Referring expression pointing data:
-*-

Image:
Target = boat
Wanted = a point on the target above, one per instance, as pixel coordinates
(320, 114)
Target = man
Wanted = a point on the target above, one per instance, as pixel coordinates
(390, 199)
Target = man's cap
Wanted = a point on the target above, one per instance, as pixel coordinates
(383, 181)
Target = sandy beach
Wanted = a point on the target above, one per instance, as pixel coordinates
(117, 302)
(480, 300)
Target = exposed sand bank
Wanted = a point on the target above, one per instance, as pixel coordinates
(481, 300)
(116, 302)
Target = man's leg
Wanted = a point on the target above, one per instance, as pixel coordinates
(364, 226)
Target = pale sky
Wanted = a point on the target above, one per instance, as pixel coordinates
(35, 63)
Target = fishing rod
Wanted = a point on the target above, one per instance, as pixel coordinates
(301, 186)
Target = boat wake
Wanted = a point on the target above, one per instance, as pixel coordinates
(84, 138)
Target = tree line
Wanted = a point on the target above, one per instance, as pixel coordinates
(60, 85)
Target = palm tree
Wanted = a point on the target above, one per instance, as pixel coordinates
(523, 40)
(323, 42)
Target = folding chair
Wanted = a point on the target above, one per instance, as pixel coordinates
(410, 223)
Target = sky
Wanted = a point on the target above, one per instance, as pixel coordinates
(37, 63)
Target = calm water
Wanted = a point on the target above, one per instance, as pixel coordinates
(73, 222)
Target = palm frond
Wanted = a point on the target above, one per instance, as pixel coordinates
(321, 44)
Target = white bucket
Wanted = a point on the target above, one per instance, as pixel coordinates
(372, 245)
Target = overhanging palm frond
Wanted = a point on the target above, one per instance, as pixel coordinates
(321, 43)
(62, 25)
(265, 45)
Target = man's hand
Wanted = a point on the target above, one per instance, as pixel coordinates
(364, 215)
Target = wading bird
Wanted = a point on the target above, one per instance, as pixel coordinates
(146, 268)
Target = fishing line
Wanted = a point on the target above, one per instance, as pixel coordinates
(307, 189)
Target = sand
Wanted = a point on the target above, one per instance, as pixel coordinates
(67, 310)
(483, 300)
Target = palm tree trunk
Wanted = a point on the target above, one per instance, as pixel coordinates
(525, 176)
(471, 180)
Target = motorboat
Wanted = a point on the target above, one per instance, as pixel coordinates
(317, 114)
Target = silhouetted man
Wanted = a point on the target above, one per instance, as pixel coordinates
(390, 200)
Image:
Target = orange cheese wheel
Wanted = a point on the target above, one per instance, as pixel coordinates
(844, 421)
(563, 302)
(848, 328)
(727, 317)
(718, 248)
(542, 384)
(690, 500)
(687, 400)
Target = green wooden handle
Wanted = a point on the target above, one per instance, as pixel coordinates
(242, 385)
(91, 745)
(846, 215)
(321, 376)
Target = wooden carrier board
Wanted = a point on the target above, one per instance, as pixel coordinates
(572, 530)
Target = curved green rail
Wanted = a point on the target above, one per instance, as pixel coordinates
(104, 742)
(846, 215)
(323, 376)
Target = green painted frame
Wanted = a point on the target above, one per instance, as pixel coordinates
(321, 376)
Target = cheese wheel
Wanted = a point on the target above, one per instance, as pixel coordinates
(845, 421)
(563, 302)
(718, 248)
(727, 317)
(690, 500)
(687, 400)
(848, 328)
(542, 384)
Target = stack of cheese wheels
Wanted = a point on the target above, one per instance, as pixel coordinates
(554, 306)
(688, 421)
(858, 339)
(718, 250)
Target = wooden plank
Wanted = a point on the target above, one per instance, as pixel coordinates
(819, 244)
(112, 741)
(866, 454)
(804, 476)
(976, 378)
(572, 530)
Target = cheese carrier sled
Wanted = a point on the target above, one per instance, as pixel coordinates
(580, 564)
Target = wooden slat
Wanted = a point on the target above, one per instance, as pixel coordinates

-*-

WHAT YOU WILL DO> Give all the records again. Match them exactly.

ANSWER FOR THIS EXERCISE>
Image:
Target = boat
Wanted = a point on the target above, one per instance, as pixel coordinates
(320, 114)
Target = man
Wanted = a point on the target above, one per instance, as pixel coordinates
(390, 199)
Target = man's cap
Wanted = a point on the target above, one per instance, as pixel coordinates
(383, 181)
Target = sandy beach
Wanted = a point on the target above, one per instance, as pixel coordinates
(117, 302)
(480, 300)
Target = exposed sand bank
Wanted = a point on the target above, one per instance, as pixel coordinates
(481, 300)
(116, 302)
Target = man's leg
Wanted = a point on the target above, one per instance, as pixel coordinates
(364, 226)
Target = pale sky
Wanted = a point on the target above, one per instance, as pixel coordinates
(35, 63)
Target = fishing rod
Wanted = a point on the target above, one per instance, as pixel coordinates
(301, 186)
Target = boat wake
Wanted = a point on the target above, one per instance, as pixel coordinates
(84, 138)
Target = tree line
Wanted = a point on the target above, one per instance, as pixel coordinates
(60, 85)
Target = palm tree
Wanted = a point on the target above, one per instance, as pixel coordinates
(523, 40)
(323, 42)
Target = folding chair
Wanted = a point on the target above, one per instance, as pixel coordinates
(410, 223)
Target = sky
Wanted = a point on the target above, one per instance, as pixel coordinates
(37, 63)
Target = calm water
Wanted = a point on the target above, one per instance, as pixel coordinates
(73, 222)
Target = palm frond
Wanted = a point on the target above, one per instance, as pixel coordinates
(321, 44)
Target = white bucket
Wanted = a point on the target above, one per instance, as pixel coordinates
(372, 245)
Target = overhanging palm frond
Wanted = a point on the target above, one per instance, as pixel coordinates
(321, 43)
(62, 25)
(265, 45)
Target = man's hand
Wanted = a point on the target above, one per instance, as pixel coordinates
(364, 215)
Target = wading bird
Wanted = a point on the target above, one per instance, as pixel coordinates
(146, 268)
Target = fishing line
Wanted = a point on the target above, one per instance, as pixel coordinates
(307, 189)
Target = sand
Wanted = a point on the target above, one per instance, as pixel coordinates
(67, 310)
(483, 300)
Target = palm tree trunk
Wanted = a point on the target above, one per instance, as pixel coordinates
(525, 176)
(471, 180)
Target = motorboat
Wanted = a point on the target above, one per instance, as pixel coordinates
(317, 114)
Target = silhouetted man
Wanted = a point on the target above, one per instance, as pixel coordinates
(390, 200)
Image:
Target = orange cheese wheel
Wanted = a point on the target above, one per instance, as pixel coordinates
(844, 421)
(563, 302)
(848, 328)
(727, 317)
(718, 248)
(542, 384)
(690, 500)
(687, 400)
Target = green wooden handle
Wanted = a point on the target above, one per instance, as pixel coordinates
(242, 385)
(91, 745)
(846, 215)
(321, 376)
Target = wooden carrier board
Wanted = a point on the target above, one per instance, as pixel coordinates
(572, 530)
Target = curved green rail
Wanted = a point on the target above, one per instance, as pixel coordinates
(104, 742)
(846, 215)
(323, 376)
Target = green painted frame
Wanted = a point on the target above, one per instance, as pixel coordinates
(321, 376)
Target = cheese wheel
Wanted = a point on the target above, one per instance, as pixel coordinates
(845, 421)
(563, 302)
(718, 248)
(727, 317)
(690, 500)
(687, 400)
(848, 328)
(542, 384)
Target = stack of cheese wheels
Wanted = a point on the target above, one per instance, as pixel coordinates
(554, 306)
(688, 421)
(858, 339)
(718, 250)
Target = wooden plank
Wanted = a point on the target above, one per instance, as pixel coordinates
(819, 244)
(112, 741)
(866, 454)
(804, 476)
(976, 378)
(572, 530)
Target = cheese carrier sled
Wanted = a point on the target above, one per instance, as pixel coordinates
(580, 564)
Target = wooden slat
Wanted = a point on the target above, one per instance, as pixel coordinates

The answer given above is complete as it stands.